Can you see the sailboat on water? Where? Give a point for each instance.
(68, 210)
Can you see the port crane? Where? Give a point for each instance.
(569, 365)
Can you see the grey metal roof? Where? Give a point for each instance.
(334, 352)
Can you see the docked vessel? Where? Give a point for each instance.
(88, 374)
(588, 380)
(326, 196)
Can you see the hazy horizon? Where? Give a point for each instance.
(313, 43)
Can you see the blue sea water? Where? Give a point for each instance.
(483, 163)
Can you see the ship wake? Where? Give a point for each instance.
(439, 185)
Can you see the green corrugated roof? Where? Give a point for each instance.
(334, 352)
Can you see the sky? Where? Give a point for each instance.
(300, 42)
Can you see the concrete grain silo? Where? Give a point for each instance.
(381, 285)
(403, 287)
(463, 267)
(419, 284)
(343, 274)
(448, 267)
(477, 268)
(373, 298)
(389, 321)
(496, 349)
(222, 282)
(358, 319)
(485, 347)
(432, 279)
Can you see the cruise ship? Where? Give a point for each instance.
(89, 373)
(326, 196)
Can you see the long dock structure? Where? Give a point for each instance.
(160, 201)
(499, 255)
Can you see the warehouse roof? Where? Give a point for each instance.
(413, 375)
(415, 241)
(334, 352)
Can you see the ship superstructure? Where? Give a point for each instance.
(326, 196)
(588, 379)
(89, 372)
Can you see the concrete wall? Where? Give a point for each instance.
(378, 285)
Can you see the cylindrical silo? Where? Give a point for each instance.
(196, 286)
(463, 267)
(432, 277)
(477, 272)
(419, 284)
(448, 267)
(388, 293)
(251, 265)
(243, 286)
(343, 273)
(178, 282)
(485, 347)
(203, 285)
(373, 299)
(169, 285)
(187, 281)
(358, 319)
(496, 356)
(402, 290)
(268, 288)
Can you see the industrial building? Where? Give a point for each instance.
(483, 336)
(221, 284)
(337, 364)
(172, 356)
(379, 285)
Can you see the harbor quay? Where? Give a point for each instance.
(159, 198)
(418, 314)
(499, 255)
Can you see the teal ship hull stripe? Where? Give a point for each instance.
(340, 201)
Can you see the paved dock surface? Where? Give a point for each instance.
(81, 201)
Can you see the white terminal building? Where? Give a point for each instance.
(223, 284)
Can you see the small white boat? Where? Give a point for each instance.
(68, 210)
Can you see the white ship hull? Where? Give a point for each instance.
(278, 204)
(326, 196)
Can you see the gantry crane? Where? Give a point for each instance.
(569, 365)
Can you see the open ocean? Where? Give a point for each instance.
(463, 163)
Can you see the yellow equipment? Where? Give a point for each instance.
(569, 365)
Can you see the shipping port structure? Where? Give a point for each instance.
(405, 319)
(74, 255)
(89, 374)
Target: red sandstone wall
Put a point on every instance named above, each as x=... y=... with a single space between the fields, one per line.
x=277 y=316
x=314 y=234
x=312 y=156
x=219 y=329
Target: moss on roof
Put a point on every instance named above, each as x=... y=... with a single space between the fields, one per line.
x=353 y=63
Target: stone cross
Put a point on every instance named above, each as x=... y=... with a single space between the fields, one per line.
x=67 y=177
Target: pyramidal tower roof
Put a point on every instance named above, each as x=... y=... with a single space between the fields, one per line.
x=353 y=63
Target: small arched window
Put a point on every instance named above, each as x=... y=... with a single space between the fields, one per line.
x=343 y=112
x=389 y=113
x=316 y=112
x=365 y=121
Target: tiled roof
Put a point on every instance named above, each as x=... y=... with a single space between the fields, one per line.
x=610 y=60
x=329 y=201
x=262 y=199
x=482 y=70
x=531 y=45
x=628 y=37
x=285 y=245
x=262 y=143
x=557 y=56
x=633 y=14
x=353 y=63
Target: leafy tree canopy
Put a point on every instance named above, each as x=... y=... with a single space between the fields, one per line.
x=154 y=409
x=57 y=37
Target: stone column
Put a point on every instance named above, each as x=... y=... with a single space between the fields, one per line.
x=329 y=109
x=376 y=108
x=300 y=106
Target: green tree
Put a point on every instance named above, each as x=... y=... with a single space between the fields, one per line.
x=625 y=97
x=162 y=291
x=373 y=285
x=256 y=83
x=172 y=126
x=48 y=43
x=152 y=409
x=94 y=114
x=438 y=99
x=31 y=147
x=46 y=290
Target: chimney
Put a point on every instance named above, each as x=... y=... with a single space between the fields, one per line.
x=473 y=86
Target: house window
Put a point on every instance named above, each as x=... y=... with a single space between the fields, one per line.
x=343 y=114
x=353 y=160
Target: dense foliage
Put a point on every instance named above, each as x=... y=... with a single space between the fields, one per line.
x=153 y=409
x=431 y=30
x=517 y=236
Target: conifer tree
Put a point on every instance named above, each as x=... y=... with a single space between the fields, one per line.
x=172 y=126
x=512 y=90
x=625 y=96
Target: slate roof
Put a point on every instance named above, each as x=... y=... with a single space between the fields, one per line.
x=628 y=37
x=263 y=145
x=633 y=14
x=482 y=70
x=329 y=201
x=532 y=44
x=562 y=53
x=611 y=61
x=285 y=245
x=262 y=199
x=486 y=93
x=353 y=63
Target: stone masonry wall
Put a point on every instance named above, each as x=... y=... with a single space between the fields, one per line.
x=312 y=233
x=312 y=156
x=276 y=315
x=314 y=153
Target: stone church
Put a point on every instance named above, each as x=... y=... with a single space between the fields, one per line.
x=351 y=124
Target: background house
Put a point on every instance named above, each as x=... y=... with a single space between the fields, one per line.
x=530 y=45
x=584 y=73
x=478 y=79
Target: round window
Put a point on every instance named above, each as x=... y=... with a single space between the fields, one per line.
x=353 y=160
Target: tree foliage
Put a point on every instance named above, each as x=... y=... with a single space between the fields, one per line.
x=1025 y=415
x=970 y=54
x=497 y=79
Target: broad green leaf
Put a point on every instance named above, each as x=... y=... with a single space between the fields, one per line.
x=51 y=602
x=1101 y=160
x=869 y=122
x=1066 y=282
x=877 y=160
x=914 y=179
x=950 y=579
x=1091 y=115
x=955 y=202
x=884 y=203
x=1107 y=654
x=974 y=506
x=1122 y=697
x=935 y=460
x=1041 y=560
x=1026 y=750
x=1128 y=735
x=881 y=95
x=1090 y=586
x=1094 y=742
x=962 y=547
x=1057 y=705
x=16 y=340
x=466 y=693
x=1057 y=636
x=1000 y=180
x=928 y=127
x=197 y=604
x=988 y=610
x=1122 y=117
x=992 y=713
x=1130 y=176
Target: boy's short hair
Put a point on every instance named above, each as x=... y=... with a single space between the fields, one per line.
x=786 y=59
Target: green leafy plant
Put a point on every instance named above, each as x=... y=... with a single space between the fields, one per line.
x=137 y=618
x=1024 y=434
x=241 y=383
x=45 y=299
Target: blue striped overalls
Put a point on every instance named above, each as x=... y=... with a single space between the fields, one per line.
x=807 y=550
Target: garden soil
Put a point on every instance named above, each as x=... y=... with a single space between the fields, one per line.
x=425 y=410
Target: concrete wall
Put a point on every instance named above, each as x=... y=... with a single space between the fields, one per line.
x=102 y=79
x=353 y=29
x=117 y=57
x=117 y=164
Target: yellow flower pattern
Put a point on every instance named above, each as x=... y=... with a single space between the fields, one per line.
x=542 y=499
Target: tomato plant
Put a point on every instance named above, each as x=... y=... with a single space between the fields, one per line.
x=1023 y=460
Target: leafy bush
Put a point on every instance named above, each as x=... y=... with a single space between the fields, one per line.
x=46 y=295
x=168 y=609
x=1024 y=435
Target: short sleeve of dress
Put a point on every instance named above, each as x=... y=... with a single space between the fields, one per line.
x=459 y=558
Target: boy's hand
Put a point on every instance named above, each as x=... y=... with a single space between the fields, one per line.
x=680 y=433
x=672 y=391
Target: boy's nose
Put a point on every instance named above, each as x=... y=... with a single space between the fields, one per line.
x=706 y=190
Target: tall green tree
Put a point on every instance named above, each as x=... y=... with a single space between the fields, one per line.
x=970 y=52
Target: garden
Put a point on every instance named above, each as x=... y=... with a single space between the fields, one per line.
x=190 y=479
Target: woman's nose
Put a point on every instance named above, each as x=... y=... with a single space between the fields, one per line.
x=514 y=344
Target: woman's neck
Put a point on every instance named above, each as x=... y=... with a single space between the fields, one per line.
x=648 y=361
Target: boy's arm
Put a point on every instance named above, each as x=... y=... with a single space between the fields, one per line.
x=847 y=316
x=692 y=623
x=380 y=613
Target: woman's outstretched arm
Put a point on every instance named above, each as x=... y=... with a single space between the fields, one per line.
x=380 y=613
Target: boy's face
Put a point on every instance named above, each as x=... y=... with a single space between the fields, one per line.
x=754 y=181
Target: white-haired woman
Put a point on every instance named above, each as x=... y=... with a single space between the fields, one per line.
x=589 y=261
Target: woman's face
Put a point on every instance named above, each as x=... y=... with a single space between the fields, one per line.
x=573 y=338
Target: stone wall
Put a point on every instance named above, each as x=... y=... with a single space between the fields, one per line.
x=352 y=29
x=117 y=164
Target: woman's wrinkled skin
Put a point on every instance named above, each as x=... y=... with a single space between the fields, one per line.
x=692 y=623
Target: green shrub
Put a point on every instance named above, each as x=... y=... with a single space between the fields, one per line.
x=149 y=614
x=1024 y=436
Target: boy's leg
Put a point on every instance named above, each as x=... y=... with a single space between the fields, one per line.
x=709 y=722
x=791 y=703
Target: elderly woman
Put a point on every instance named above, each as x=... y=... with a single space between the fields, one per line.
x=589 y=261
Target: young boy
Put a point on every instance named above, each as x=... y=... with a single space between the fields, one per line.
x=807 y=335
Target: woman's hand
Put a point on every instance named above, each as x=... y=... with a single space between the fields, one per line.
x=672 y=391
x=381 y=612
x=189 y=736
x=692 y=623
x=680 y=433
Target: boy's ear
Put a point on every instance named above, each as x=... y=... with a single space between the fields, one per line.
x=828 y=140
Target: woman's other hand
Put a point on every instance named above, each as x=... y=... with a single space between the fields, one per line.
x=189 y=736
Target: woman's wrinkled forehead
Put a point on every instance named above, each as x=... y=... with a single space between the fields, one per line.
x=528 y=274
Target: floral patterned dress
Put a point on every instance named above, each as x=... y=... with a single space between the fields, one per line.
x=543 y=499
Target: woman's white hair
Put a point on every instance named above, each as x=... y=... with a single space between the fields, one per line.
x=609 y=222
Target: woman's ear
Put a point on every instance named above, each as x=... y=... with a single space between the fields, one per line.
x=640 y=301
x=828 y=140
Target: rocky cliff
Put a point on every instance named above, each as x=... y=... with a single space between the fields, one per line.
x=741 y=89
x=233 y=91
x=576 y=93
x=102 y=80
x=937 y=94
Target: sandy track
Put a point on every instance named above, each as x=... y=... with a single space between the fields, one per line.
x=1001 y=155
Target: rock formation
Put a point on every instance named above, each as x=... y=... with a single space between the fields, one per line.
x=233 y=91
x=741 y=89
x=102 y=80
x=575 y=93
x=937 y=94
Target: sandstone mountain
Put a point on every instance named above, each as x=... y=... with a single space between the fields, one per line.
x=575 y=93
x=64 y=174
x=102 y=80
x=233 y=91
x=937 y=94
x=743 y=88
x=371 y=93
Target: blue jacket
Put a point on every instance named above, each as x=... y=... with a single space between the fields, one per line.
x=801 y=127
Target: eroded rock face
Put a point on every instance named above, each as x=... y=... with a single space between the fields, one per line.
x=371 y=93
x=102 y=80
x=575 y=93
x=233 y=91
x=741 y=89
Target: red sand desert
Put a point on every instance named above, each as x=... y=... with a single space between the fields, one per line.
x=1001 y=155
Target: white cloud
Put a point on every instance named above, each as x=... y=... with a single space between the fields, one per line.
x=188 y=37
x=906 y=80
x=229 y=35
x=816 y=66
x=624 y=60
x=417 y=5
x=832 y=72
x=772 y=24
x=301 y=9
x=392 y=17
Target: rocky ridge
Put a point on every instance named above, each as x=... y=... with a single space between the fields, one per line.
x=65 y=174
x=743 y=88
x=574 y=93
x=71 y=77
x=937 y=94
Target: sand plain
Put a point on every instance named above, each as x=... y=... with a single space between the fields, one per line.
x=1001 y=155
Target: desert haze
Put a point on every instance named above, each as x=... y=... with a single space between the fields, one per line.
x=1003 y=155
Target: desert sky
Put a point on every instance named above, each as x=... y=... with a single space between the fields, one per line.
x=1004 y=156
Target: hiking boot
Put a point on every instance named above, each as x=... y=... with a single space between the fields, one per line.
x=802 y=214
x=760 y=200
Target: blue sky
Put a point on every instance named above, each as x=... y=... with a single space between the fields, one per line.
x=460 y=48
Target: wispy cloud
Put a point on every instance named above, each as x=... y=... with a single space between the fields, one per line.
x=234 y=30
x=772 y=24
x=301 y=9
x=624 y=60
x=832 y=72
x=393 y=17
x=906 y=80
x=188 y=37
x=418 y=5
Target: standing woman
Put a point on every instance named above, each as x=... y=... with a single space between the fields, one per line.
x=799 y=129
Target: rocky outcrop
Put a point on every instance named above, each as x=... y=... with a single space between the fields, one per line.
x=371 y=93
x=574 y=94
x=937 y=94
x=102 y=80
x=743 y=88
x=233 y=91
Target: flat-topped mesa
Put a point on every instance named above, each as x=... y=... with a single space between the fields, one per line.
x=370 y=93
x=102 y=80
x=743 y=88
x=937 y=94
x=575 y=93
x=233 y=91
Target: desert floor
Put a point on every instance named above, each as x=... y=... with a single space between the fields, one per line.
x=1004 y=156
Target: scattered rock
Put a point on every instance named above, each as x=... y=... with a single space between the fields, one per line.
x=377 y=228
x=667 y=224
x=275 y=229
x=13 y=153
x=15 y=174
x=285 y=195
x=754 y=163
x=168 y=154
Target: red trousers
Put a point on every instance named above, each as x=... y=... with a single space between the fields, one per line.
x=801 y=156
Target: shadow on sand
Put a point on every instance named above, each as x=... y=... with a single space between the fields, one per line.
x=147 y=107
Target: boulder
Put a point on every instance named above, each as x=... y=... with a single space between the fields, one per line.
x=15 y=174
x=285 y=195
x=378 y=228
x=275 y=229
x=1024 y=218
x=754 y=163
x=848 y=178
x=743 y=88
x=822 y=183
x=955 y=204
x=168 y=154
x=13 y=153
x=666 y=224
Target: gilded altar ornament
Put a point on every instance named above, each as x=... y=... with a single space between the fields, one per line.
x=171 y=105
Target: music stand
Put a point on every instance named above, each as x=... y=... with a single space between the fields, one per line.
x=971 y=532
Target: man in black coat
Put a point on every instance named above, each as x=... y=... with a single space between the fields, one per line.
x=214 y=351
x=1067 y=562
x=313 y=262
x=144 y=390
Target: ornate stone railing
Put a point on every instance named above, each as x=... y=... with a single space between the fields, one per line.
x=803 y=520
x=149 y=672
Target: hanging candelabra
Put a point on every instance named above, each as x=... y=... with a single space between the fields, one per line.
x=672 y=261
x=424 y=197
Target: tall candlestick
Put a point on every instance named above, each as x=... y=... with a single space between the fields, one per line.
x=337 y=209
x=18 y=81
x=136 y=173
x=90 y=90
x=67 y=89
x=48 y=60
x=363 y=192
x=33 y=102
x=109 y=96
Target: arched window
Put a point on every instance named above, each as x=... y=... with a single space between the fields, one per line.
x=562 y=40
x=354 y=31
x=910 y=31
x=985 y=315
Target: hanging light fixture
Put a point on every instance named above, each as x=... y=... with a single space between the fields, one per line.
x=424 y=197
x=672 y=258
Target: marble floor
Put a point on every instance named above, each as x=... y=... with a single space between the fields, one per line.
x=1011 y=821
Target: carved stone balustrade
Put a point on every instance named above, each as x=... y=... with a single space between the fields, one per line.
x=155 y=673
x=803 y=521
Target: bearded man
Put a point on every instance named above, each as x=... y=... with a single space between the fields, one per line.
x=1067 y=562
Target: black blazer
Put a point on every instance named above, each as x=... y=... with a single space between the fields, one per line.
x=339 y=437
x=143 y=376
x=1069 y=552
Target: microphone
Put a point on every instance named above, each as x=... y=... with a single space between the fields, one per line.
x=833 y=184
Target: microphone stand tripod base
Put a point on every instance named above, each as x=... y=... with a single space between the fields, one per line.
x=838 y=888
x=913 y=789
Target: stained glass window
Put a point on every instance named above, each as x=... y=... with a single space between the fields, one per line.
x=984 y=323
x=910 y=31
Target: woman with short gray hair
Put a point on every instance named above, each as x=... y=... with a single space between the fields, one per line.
────────
## Task item:
Every line in the listing that holds the string "rocky" should be copied out.

## Finished task:
Target: rocky cliff
Target: rocky ridge
Target: rocky outcrop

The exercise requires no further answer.